╭──

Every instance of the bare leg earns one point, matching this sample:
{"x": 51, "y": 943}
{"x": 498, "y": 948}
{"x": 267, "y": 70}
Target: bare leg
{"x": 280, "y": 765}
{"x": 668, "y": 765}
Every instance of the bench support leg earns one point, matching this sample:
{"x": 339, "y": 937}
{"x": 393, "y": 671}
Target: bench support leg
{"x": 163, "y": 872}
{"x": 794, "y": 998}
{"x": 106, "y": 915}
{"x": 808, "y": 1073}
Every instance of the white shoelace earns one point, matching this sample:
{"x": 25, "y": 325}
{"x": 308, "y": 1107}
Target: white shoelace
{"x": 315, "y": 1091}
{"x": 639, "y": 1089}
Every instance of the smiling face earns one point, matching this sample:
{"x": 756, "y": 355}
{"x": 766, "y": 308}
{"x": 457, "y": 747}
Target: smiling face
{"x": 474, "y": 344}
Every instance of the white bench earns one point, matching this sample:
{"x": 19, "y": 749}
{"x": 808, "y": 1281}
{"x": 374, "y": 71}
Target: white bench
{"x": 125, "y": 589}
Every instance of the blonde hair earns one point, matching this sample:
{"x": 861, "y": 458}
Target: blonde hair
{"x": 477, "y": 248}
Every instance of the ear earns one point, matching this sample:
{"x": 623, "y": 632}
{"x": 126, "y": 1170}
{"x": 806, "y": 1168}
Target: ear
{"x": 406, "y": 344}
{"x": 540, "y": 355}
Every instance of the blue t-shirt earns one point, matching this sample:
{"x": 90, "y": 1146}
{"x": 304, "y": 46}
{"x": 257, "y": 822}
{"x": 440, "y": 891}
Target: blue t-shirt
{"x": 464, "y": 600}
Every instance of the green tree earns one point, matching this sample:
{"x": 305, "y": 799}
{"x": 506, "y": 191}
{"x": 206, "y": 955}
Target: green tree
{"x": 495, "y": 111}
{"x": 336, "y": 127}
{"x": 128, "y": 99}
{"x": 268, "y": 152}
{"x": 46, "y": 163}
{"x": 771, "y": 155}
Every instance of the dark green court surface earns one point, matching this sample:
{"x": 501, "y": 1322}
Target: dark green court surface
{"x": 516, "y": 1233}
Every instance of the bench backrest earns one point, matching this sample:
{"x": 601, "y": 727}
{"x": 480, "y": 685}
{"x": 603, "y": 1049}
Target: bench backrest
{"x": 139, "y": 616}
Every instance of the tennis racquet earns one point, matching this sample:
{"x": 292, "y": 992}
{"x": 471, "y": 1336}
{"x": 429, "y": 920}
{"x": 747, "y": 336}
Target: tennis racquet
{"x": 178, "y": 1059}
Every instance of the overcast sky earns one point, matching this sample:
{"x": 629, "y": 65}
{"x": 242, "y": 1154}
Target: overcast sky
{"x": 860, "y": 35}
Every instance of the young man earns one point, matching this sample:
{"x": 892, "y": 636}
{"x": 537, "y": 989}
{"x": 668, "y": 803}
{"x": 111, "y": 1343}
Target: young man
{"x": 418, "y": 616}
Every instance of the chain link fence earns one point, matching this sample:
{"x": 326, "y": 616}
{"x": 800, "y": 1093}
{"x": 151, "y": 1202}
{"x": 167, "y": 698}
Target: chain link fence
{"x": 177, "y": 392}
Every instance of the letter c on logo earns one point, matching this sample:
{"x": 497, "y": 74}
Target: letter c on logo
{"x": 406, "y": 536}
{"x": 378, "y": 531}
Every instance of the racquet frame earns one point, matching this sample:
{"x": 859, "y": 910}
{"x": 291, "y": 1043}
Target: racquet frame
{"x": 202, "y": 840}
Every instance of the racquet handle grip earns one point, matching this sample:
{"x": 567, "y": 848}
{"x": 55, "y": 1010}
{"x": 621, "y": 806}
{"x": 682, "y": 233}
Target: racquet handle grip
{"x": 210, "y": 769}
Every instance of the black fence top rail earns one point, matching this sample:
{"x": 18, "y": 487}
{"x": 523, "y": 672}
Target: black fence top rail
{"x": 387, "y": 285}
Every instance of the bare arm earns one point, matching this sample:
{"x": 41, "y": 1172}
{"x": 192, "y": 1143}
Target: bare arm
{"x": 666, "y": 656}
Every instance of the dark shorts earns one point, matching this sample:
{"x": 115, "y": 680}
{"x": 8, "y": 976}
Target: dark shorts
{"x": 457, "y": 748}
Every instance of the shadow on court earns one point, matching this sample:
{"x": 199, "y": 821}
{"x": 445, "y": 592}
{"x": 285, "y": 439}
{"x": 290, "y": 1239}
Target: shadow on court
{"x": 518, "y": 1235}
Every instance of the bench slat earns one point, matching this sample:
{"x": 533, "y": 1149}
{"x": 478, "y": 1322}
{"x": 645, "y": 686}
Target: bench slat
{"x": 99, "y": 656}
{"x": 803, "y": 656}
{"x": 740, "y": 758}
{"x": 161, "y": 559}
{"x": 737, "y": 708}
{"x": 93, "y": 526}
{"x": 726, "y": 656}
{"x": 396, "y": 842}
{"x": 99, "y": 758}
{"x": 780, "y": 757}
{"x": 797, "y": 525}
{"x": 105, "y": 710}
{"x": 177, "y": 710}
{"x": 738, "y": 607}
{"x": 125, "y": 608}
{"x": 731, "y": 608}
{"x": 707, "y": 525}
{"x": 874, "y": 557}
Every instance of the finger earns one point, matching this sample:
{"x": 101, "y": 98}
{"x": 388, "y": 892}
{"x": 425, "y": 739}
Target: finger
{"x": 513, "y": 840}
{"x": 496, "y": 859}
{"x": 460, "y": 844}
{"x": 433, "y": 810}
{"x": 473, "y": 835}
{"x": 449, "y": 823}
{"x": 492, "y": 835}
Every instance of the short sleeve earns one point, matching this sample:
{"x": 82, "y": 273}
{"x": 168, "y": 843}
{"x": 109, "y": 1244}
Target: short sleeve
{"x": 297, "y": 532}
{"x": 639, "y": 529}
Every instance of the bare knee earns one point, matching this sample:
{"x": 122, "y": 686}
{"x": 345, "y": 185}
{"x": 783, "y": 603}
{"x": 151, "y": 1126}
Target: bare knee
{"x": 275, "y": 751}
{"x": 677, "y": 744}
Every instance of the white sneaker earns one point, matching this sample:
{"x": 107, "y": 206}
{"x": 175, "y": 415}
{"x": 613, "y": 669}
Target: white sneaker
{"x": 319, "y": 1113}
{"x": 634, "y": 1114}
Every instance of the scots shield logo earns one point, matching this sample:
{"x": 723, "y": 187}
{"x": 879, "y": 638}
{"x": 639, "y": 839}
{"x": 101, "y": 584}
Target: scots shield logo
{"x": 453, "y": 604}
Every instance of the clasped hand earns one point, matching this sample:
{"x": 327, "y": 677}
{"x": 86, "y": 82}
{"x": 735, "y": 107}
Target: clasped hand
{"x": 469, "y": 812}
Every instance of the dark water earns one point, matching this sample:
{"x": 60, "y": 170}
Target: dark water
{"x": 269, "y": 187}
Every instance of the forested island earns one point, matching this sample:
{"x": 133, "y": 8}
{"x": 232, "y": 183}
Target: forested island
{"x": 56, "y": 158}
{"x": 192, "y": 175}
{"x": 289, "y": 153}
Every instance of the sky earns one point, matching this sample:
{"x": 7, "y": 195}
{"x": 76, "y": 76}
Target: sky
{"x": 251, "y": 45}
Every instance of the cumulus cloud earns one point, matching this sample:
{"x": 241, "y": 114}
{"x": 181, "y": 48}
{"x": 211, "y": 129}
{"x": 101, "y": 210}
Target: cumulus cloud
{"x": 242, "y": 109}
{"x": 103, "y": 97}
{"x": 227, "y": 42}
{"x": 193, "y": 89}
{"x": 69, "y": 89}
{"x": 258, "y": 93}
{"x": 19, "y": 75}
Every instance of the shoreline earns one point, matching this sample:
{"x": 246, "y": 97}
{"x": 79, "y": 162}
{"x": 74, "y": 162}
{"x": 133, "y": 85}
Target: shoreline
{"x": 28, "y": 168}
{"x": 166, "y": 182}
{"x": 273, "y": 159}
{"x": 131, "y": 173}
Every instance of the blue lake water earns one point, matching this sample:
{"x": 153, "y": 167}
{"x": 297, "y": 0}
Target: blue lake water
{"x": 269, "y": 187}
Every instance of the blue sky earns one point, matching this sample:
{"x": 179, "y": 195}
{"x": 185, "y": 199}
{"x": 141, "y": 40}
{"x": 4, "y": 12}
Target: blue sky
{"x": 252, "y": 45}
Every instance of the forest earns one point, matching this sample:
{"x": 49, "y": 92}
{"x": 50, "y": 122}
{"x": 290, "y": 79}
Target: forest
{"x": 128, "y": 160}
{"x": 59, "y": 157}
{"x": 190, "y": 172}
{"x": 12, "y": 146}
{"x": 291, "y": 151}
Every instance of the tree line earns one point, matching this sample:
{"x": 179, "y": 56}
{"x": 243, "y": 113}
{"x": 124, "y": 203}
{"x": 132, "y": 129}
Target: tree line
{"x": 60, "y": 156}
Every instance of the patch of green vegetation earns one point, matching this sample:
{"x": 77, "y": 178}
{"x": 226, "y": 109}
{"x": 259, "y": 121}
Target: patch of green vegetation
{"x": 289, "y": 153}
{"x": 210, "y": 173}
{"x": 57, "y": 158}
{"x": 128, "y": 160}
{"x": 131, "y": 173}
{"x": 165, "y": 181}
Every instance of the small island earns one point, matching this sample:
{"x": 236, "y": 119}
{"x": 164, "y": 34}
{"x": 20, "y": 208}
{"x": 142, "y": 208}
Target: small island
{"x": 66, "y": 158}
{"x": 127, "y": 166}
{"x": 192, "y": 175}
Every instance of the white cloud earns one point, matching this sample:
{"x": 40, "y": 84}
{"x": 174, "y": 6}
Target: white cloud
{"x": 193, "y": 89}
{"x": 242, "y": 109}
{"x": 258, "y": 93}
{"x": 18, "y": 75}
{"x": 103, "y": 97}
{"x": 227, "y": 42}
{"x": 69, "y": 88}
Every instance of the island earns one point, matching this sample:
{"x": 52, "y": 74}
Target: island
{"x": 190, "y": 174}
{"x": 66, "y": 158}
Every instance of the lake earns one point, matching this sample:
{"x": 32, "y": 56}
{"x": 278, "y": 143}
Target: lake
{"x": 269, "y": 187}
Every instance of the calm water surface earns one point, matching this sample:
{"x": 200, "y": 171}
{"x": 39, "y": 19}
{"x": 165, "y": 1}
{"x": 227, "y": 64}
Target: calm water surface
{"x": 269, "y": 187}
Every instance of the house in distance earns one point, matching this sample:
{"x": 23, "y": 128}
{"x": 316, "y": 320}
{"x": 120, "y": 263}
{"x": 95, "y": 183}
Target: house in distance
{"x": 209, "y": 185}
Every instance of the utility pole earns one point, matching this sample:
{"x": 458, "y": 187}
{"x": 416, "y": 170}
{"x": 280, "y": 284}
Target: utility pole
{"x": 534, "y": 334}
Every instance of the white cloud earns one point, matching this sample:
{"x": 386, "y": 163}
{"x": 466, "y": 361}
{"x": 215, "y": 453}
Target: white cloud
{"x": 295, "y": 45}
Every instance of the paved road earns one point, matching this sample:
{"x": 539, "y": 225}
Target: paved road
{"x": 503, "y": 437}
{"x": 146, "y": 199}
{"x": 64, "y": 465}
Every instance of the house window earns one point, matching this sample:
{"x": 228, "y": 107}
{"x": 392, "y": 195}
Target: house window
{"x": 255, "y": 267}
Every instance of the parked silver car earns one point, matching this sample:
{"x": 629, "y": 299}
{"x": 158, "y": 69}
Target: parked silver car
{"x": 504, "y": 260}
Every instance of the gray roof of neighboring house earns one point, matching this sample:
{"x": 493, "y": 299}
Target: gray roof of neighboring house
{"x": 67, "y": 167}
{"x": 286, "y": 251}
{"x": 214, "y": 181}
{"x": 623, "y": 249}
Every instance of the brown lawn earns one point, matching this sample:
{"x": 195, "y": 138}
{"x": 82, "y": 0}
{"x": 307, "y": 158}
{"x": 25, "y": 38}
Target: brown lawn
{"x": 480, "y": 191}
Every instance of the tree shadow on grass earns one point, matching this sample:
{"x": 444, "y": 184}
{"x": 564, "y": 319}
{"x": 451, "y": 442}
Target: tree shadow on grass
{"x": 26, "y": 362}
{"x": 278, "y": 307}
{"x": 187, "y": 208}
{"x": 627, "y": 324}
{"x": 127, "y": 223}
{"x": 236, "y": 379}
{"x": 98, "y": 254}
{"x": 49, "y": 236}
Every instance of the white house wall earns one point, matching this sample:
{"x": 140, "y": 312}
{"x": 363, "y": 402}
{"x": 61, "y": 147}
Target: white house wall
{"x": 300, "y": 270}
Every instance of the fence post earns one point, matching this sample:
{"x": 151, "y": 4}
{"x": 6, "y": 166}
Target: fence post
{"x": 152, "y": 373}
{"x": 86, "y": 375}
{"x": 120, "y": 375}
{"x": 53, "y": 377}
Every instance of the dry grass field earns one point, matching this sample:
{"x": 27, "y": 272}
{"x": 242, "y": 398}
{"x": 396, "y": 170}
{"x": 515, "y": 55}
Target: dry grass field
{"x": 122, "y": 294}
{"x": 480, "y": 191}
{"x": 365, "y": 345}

╰──

STATED TASK:
Include both ends. Return the line holding "Every instance of the white house" and all lines after it in the records above, exactly as written.

WRITTEN SOLUTION:
Every instance of the white house wall earns one point, matching this sample:
{"x": 140, "y": 312}
{"x": 363, "y": 402}
{"x": 61, "y": 147}
Target: white house wall
{"x": 300, "y": 270}
Every instance of the fence post earns one point, matching this sample:
{"x": 151, "y": 4}
{"x": 6, "y": 166}
Target: fence post
{"x": 152, "y": 373}
{"x": 86, "y": 375}
{"x": 120, "y": 375}
{"x": 53, "y": 377}
Every instance of the dry grass field earns one point, matching this sample:
{"x": 27, "y": 272}
{"x": 242, "y": 398}
{"x": 396, "y": 170}
{"x": 515, "y": 55}
Target: dry grass field
{"x": 122, "y": 294}
{"x": 480, "y": 191}
{"x": 365, "y": 345}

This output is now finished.